-- begin TEXT BLOCK --

One of the reasons that I find Christianity so compelling is the embracing of what might be termed "contradictions". I suppose, rather, that they are more accurately termed "paradoxes". These aren't genuine contradictions. They just appear to be.

Take, for instance, 1 Tim 1:5 -- "The goal of our instruction is love from a pure heart and a good conscience and a sincere faith" -- compared with 2 Tim 4:2 -- "Preach the word; be ready in season and out of season; reprove, rebuke, exhort, with great patience and instruction." Now, wait. If the goal is love then how do we "reprove, rebuke, exhort"? Aren't those contradictory? No, they're not. Paul told Titus in the space of a couple of sentences, "Avoid foolish controversies and genealogies and strife and disputes about the Law, for they are unprofitable and worthless. Reject a factious man after a first and second warning" (Titus 3:9-10). So, are we supposed to reject people or avoid controversies? Yes ... the answer is yes.

Take the characteristics of God such as justice and mercy. Justice is getting what you deserve and mercy is not getting what you deserve and God operates on both. Contradictory? It might seem so, but the Bible and Christianity embrace both without contradiction.

We believe without fail that we are saved by faith apart from works (Rom 3:28) and we must work out our salvation (Phil 2:12). We declare that God works all things after the counsel of His will (predestination) and free will, that God determines in advance what will happen and that Man makes choices and is culpable for those choices (Luke 22:22). We declare openly that God is one and God is triune. And we claim, without hesitation, that none of these actually contradict each other.

You see, if Christianity were a man-made religion, this kind of thing wouldn't work at all. It wouldn't have built on paradox. It wouldn't be so clear and yet so mysterious. It wouldn't be so easy to get and so hard to understand. You would either grasp it at once or never grasp it at all rather than the way it is so easily gotten hold of and then so long absorbed, always with new insights around every corner. It would be more ... well ... human. As it is, it is divine, as a true religion should be.


Marshall Art said...

So regarding free will, you agree with me but you don't. Hmmm. Another paradox.

Seriously, your statements here regarding the issue reflect for once where I've been at the whole time. Sort of. Mostly. Perhaps. Not really sure.

-- end TEXT BLOCK --
-- begin DATA SHOWN --

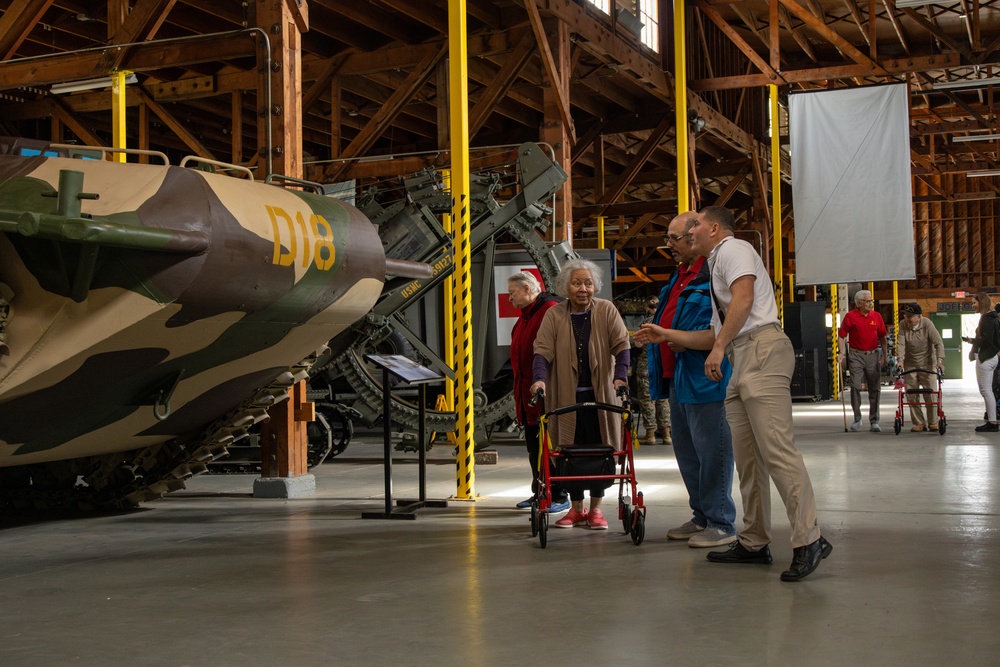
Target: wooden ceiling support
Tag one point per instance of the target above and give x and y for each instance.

-- end DATA SHOWN --

PROBLEMS TO WORK ON:
**a)** On the page about Christian paradoxes, which verse is given for being saved by faith apart from works?
**b)** List every Bible reference cited on the page about Christian paradoxes.
**c)** Pick up the page about Christian paradoxes right after its final sentence and keep writing.

ANSWERS FOR THE TASKS:
**a)** Romans 3:28 (Rom 3:28).

**b)** 1 Tim 1:5, 2 Tim 4:2, Titus 3:9-10, Rom 3:28, Phil 2:12, Luke 22:22

**c)**
Stan said...

For purposes of clarity, I've never denied "free will". What I have always denied is Free Will, that sovereignty of Man that seems to be such a common belief, the idea that 1) humans are capable of acting without any influence or 2) that God ties His hands where Man's Will is concerned.

Marshall Art said...

Sounds like hair splitting. But at the same time, I'VE never suggested that God has no influence in the Free Will He gives us, and I'm not sure the more "organized" (for lack of a better word) anti-Calvinists (for an equal lack) are suggesting that, either. Frankly, I don't see how such a thing could even be possible.

Stan said...

It's not hair splitting. One side says that God surrenders His Sovereignty to Man's Free Will. The other says that God allows humans choices, but retains His ultimate Sovereignty. One side says "The fact that God is Good, doesn't mean that He has a specific, spelled out plan for every individual other than to let that person live his life as he desires" and the other side says "God has a plan for each individual that includes their choices but is, ultimately, in line with His plan." One side says that Man is the final arbiter of his own salvation -- each individual is the one who determines by his own free will whether or not he will be saved -- and the other sides says that God is Sovereign in salvation and will certainly save all He intends to. One side says that God does not interfere in human Free Will and the other says that God sometimes allows humans to make choices ... and sometimes does not. No, not hair splitting.